3. SPUITSYSTEMEN In de landbouw zijn er verschillende spuitsystemen te onderscheiden. De verschillende varianten van het type spleetdop worden echter nog altijd het meest gebruikt. De verdeling van goedgekeurde spleetdoppen van de verschillende typen is goed. Onderscheid in bedekking tussen de typen is er echter wel. Hierdoor moeten er vaak keuzes gemaakt worden in spuitdoppen. In dit hoofdstuk leest u wanneer en hoe u de verschillende doptypen het beste kunt gebruiken.
3.1 Spuitdoppen Gangbare (conventionele) spleetdoppen. De meeste spuitmachines in de landbouw zijn op dit moment uitgerust met gangbare spleetdoppen. Dit type dop geeft tussen de 1,5 en 5 bar, bij een juiste tophoek, een regelmatige dwarsverdeling en een uniforme samenstelling van het druppelspectrum. De bedekking die deze dop geeft is zeer goed, maar de driftgevoeligheid bij kleinere maten is groot. Kamer spleetdoppen. Om de afhankelijkheid van de windsnelheid te verminderen, zijn er doppen ontwikkeld die grotere druppels en minder fijne druppels geven. Bij wind tot 5 m/s, krijgt u hiermee toch een acceptabele vloeistofverdeling. Een kamer spleetdop geeft bij dezelfde afgifte ten opzichte van een gangbare spleetdop een minder goede bedekking. Afhankelijk van de bespuiting is een aanpassing van de dosering wellicht noodzakelijk. Uit deze categorie zijn doppen toegelaten in de 14 meter aangrenzend aan een watervoerende sloot. Venturi spleetdoppen. Deze generatie spleetdoppen is ontwikkeld om drift zoveel mogelijk te beperken. Minder drift is het gevolg van grote, met lucht gevulde druppels. In de dop wordt via een venturi werking lucht aangezogen, waardoor lucht en vloeistof met elkaar gemengd worden. De grove druppels die zo ontstaan zijn minder driftgevoelig. Een aantal van deze doppen moet met een hogere druk (tussen 4 en 5 bar) gebruikt worden. Onderzoek wijst uit dat bij fungicidenbespuitingen de bedekking voldoende is bij het gebruik van 200 tot 250 l/ha. Bij contactherbiciden zal de dosering wellicht aangepast moeten worden, omdat onderzoek een tot 30% minder goede werking aangeeft. Kantdoppen. Door een kantdop op het uiteinde van de spuitboom te plaatsen wordt het spuitbeeld aan één kant begrensd. Hiermee bereikt u dat de juiste dosering van de spuitvloeistof tot aan de perceelsrand wordt gespoten.

### Gegevens
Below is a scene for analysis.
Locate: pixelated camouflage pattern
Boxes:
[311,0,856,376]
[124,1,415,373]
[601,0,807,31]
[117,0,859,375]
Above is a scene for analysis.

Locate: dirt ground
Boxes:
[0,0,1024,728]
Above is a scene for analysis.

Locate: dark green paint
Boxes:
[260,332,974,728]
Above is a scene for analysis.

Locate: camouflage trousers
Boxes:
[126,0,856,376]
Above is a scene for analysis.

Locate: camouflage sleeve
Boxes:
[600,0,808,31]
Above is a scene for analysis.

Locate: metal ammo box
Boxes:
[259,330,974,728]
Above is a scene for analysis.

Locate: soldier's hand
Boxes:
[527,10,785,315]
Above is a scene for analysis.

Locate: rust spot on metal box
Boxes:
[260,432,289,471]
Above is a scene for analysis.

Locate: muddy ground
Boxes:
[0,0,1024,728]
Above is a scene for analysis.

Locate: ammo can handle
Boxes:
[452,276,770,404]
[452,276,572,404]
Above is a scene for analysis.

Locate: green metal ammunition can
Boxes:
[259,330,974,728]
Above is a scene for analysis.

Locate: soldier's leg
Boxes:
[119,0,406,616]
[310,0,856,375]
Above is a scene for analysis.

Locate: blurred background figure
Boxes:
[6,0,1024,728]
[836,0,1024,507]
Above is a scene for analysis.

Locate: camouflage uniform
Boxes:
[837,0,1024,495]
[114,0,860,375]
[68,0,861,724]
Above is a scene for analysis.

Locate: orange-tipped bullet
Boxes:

### Opdracht
Geef uit de tekst over spuitsystemen letterlijk het stuk terug van "3. SPUITSYSTEMEN In" tot en met "beste kunt gebruiken.".

### Verwacht antwoord
3. SPUITSYSTEMEN In de landbouw zijn er verschillende spuitsystemen te onderscheiden. De verschillende varianten van het type spleetdop worden echter nog altijd het meest gebruikt. De verdeling van goedgekeurde spleetdoppen van de verschillende typen is goed. Onderscheid in bedekking tussen de typen is er echter wel. Hierdoor moeten er vaak keuzes gemaakt worden in spuitdoppen. In dit hoofdstuk leest u wanneer en hoe u de verschillende doptypen het beste kunt gebruiken.